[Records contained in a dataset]

▬▬▬

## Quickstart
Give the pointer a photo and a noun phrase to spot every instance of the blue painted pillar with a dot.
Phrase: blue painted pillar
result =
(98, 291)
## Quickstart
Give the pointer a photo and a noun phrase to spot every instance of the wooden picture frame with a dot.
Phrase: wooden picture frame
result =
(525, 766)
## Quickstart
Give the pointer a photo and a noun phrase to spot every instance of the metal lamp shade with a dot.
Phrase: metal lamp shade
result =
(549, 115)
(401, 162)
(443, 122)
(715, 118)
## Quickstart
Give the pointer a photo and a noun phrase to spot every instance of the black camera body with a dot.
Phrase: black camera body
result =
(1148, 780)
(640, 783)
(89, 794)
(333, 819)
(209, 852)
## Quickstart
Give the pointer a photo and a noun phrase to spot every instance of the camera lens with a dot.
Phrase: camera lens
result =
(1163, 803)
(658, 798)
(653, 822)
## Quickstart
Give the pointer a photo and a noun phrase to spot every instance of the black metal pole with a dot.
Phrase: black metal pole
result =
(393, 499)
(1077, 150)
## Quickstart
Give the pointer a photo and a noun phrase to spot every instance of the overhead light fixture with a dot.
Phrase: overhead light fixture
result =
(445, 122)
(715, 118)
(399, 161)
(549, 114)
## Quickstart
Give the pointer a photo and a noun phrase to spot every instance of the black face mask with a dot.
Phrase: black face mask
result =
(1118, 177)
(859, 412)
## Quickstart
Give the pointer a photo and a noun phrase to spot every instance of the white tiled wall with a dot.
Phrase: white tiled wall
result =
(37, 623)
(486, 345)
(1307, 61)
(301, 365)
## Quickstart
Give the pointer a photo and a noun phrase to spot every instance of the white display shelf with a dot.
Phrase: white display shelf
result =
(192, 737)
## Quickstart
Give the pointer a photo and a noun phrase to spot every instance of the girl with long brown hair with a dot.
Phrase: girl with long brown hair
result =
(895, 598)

▬▬▬

◆ What the task asks ◆
Reproduce each of the entries exactly, omitting none.

◆ Exercise response ◆
## Quickstart
Give the pointer a photo and a noun phrase to spot every instance of the blue painted pillar with a dot.
Phrase: blue painted pillar
result =
(98, 291)
## Quickstart
Give the pointer a photo and a noun phrase to spot every instance of the wooden picture frame with a dot.
Phrase: wooden picture frame
result =
(525, 766)
## Quickstart
Give the pointer a photo and a noun phrase to spot every instance of the metal lamp shade with a dot.
Phrase: metal lamp shade
result =
(549, 115)
(401, 162)
(443, 122)
(715, 118)
## Quickstart
Give the pointer a photo and a noun phrase to spot every instance of the black camera body with a dot.
Phrase: black camera body
result =
(1148, 780)
(640, 783)
(89, 794)
(333, 819)
(209, 852)
## Quickstart
Give the pointer a photo and a noun phrase to spot every instance of the camera lens with a dot.
Phrase: camera lens
result =
(1163, 803)
(658, 798)
(653, 822)
## Quickstart
Give the pointer a photo and a noun phrase to spot every instance of the black metal pole with a dot.
Phrase: black metal pole
result =
(393, 499)
(1077, 150)
## Quickstart
Give the pointer a photo and a noun phrase to spot every instance of the overhead light fixture with a dot.
Phrase: overhead light fixture
result =
(445, 122)
(715, 118)
(399, 161)
(549, 114)
## Quickstart
Give the pointer a photo and a noun phrase to spot every instance of the black face mask with a dot.
Phrase: black face mask
result =
(1118, 177)
(859, 412)
## Quickstart
Give the pointer a photo and a noun phrase to spot every instance of the white tiled wall with a dot.
Phrase: white tiled wall
result =
(37, 623)
(486, 345)
(1307, 61)
(301, 365)
## Quickstart
Give the pointer a photo and a noun phrase to spot every instance of the white display shelf with a dot.
Phrase: white display shelf
result =
(192, 737)
## Quickstart
Give the pointer a photo and a noun phrase to spot every instance of the girl with long brown hair with a dot.
Phrase: girl with long brown hair
result =
(895, 598)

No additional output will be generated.